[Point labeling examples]

§ §

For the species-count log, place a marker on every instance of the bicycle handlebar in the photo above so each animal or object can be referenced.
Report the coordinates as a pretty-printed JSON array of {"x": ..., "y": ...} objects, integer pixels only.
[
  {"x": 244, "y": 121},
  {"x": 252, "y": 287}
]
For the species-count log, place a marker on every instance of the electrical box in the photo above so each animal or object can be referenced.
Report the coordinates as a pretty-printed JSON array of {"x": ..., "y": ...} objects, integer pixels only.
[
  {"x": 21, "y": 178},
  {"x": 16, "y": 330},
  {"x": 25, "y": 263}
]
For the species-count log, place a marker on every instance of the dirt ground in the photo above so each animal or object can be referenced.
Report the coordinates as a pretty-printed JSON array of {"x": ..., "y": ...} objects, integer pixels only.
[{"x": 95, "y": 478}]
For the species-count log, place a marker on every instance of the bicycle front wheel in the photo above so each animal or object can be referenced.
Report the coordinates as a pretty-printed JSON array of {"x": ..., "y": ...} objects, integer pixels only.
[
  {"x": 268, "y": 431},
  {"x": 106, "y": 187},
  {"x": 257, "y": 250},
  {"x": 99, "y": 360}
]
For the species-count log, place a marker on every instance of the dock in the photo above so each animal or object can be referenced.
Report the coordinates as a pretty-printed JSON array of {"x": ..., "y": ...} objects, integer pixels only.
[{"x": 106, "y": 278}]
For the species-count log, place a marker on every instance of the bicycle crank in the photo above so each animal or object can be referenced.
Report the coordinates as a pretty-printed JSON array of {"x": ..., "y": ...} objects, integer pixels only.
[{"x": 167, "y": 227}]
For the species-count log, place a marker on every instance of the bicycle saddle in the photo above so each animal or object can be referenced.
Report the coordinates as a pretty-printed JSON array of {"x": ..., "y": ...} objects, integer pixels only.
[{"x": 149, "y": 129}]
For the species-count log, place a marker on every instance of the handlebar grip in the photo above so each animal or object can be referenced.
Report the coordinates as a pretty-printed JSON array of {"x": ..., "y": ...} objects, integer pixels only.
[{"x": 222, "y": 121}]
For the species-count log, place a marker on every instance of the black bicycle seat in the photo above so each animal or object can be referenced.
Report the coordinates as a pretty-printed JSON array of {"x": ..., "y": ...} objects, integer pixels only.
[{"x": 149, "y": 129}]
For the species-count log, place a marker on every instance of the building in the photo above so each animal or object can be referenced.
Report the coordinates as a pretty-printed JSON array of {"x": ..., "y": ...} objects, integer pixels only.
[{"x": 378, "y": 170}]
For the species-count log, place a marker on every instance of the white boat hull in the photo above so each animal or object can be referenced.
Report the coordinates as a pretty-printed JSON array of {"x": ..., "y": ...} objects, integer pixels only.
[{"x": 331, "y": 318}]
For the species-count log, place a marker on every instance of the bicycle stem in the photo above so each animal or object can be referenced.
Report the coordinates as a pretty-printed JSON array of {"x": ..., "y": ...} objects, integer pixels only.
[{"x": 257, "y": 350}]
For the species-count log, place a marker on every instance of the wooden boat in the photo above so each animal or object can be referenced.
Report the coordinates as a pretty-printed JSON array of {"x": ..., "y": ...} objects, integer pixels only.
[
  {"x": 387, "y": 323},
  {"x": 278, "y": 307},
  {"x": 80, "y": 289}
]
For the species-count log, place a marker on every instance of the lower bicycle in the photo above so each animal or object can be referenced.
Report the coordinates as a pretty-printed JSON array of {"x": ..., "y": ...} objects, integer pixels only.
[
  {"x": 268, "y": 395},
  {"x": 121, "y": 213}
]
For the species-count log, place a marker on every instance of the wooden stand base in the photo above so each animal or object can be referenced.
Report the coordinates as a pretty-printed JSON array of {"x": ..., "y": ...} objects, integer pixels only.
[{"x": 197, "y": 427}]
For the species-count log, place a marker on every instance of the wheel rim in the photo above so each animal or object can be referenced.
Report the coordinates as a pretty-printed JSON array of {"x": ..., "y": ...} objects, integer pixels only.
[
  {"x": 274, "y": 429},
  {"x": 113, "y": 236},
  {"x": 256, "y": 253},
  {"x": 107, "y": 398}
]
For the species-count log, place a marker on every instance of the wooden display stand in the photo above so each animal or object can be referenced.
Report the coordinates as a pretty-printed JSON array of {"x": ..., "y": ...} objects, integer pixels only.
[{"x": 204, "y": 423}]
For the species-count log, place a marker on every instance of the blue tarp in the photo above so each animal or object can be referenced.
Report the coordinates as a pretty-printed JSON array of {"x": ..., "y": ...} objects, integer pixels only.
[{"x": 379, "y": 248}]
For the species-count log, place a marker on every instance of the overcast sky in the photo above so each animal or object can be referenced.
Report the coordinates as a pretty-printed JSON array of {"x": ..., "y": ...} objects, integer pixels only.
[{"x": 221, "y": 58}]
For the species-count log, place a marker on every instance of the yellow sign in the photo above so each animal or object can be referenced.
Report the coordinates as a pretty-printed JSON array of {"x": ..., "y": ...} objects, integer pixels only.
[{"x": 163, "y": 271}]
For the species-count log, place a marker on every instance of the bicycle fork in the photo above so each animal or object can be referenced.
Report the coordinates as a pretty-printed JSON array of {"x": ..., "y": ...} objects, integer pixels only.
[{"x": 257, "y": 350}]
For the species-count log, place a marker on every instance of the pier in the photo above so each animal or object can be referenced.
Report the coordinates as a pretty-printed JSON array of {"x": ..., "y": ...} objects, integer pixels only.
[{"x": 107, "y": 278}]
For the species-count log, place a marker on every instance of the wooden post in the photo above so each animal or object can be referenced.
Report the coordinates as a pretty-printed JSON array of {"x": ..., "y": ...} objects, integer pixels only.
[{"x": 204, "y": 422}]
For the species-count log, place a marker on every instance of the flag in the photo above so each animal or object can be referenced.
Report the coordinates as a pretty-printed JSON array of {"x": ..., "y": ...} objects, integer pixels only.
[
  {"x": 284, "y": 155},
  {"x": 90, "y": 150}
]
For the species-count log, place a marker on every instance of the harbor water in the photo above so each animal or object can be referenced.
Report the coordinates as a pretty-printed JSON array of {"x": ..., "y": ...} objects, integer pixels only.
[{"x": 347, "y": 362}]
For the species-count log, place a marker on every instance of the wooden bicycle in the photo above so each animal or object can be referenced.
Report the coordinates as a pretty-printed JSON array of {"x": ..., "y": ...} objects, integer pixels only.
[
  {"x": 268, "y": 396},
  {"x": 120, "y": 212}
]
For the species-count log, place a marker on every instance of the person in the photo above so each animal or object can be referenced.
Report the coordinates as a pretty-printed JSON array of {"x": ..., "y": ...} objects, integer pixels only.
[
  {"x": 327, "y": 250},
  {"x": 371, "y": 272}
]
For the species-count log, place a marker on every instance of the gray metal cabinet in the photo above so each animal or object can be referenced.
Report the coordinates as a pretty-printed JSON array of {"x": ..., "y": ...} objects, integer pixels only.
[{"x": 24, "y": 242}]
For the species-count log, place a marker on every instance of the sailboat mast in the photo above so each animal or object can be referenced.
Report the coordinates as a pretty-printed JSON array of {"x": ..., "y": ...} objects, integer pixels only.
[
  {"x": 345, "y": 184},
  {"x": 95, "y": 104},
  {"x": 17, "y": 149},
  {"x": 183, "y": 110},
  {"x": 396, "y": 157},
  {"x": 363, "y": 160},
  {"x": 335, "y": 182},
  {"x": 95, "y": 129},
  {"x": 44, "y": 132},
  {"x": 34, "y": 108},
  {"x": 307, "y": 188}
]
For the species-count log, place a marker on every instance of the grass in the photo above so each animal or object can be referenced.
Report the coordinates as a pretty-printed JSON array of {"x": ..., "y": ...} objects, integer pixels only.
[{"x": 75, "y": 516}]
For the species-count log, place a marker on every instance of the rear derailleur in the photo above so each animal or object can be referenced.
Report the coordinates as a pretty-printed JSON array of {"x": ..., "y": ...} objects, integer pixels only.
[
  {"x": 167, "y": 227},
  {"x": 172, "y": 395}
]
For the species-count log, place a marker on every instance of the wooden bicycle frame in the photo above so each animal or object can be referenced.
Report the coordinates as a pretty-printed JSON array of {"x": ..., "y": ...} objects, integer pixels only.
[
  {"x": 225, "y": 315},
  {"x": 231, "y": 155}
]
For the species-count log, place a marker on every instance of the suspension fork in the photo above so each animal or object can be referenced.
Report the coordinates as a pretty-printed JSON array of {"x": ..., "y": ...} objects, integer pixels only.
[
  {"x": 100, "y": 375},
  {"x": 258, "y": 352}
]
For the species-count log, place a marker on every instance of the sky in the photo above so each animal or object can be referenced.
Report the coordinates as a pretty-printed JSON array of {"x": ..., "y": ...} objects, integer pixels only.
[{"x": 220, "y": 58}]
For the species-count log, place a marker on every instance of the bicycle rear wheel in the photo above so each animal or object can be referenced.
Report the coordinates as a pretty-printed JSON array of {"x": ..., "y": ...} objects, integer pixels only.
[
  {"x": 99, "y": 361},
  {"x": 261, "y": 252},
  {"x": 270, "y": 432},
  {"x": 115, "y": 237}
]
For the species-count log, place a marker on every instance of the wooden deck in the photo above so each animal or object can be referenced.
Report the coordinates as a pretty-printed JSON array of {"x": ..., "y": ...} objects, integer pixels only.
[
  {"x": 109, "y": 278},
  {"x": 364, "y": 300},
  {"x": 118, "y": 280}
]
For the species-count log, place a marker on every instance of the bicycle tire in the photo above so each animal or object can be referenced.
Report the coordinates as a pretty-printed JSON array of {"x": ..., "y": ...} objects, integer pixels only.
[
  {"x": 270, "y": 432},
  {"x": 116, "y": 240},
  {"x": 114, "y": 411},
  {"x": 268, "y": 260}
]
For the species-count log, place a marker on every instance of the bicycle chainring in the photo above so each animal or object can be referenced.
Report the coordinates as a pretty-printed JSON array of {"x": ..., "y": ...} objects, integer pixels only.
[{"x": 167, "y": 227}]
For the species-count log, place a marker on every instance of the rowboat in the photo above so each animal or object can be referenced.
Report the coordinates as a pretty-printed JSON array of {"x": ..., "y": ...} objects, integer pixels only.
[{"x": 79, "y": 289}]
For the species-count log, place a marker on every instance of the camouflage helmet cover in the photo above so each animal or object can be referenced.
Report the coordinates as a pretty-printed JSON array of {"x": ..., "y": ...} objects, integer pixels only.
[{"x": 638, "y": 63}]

§ §

TASK DESCRIPTION: Output, unchanged, the lines from the line with "the wooden deck" through the final line of the material.

ANSWER TO THE TASK:
For the species-count log, place a marker on every instance of the wooden deck in the photo above so each animal or object can be referenced.
Report the coordinates as a pretty-printed JSON array of {"x": ..., "y": ...} objects, integer pixels only.
[
  {"x": 109, "y": 278},
  {"x": 364, "y": 300},
  {"x": 118, "y": 280}
]
For the species-count log, place a marker on every instance of the bicycle tire in the photo above so each animal or object can be referenced.
Report the coordinates as a pretty-printed JSON array of {"x": ..., "y": ...} objects, integer pixels only.
[
  {"x": 270, "y": 432},
  {"x": 116, "y": 240},
  {"x": 114, "y": 411},
  {"x": 268, "y": 260}
]
For the species-count log, place a marker on every instance of the bicycle chainring in the photo above so each animal or object can be referenced.
Report the coordinates as a pretty-printed JSON array of {"x": ..., "y": ...} objects, integer pixels only.
[{"x": 167, "y": 227}]
For the species-count log, place a marker on every instance of the rowboat in the photo above so each animal or object can be referenced.
Report the coordinates as a pretty-printed JSON array of {"x": ..., "y": ...} objects, integer pixels only.
[{"x": 79, "y": 289}]
For the species-count log, place a marker on every instance of the camouflage helmet cover in the photo above so each animal or object can be referenced.
Report the coordinates as a pretty-printed JSON array of {"x": ..., "y": ...} objects, integer pixels only.
[{"x": 638, "y": 63}]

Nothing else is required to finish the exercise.